Required tasks:
A) Retype the stretch of the passage on Berg's knee injuries from "Because the injuries" through "the same accident).".
B) In the passage on Berg's knee injuries, which case is cited as affirming separate compensation awards for ankle and shoulder injuries from the same accident?
C) Carry on the passage on Berg's knee injuries from its final sentence.

Matson first contends that Berg's right-knee injury is not a "discrete injury" from his left-knee injury because both arose from the same trauma. It contends that Berg has suffered only a single injury and that he is thus entitled to only one 104-week benefit period. The Director counters that the LHWCA is intended to compensate employees separately for multiple injuries, even when those injuries arise from the same accident, and that therefore Berg's two knee injuries constitute two separately compensable injuries under the statute. We agree with the Director and the Board that Matson's argument is contrary to the intent of § 908 of the LHWCA. That section provides a schedule of benefits payable for each injured body part. See 33 U.S.C. § 908(c)(2) (referring to "[l]eg lost" in the singular). See also id. at. § 908(c)(22) ("In any case in which there shall be a loss of, or loss of use of, more than one member ... the award of compensation shall be for the loss of, or loss of use of, each such member or part thereof...".) (emphasis added). The statute thus indicates that two liability periods should be imposed when both legs (or knees, in Berg's case) are injured.
Because the injuries to Berg's two knees are discrete injuries under 33 U.S.C. § 908(f), the Board was correct in imposing two 104-week liability periods on Matson. See Newport News Shipbuilding & Dry Dock Co. v. Howard, 904 F.2d 206, 210-11 (4th Cir.1990) ("[A] 104-week liability period per discrete injury may be imposed on employers." (emphasis added)). It is irrelevant that the injuries arose from the same working conditions or that they arose from a single cause or trauma. What is relevant is that the working conditions caused two injuries, each separately compensable under § 908(f). See, e.g., ITO Corp. of Baltimore v. Green, 185 F.3d 239, 242-43 (4th Cir.1999) (affirming separate compensation awards under § 908 for ankle and shoulder injuries sustained in the same accident).

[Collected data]
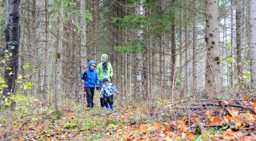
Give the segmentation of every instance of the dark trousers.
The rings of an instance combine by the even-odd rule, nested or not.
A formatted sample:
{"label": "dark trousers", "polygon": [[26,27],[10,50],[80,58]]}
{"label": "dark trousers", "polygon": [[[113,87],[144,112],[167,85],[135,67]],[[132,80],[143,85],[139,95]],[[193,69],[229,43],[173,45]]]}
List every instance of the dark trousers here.
{"label": "dark trousers", "polygon": [[90,88],[85,87],[85,92],[86,93],[86,101],[87,106],[89,108],[93,107],[93,95],[94,95],[94,88]]}
{"label": "dark trousers", "polygon": [[[110,82],[109,82],[109,83]],[[102,86],[103,84],[104,84],[104,82],[101,81],[100,81],[100,91],[101,90]],[[103,101],[104,100],[104,98],[101,98],[101,107],[104,107],[105,106],[105,105],[103,103]]]}
{"label": "dark trousers", "polygon": [[103,98],[103,103],[104,104],[108,104],[109,105],[111,105],[114,103],[114,97],[113,96],[109,96],[109,97],[104,96]]}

Answers by item number:
A)
Because the injuries to Berg's two knees are discrete injuries under 33 U.S.C. § 908(f), the Board was correct in imposing two 104-week liability periods on Matson. See Newport News Shipbuilding & Dry Dock Co. v. Howard, 904 F.2d 206, 210-11 (4th Cir.1990) ("[A] 104-week liability period per discrete injury may be imposed on employers." (emphasis added)). It is irrelevant that the injuries arose from the same working conditions or that they arose from a single cause or trauma. What is relevant is that the working conditions caused two injuries, each separately compensable under § 908(f). See, e.g., ITO Corp. of Baltimore v. Green, 185 F.3d 239, 242-43 (4th Cir.1999) (affirming separate compensation awards under § 908 for ankle and shoulder injuries sustained in the same accident).

B) ITO Corp. of Baltimore v. Green, 185 F.3d 239 (4th Cir.1999).

C)
Matson next challenges the ALJ's finding limiting Berg's preexisting disability to 16%. Matson's physician, Dr. London, submitted a medical report indicating that Berg's 1990 injury resulted in a 16% impairment to both knees. The parties stipulated that the end result of the subsequent injury was a 50% impairment to both knees. We find that substantial evidence supports the ALJ's determination that the extent of the preexisting disability was 16% (and therefore 34% should be attributed to the subsequent injury). We affirm the ALJ's finding.
The decision of the Benefits Review Board is AFFIRMED.
The panel unanimously finds this case suitable for decision without oral argumentSee Fed.R.App. P. 34(a)(2).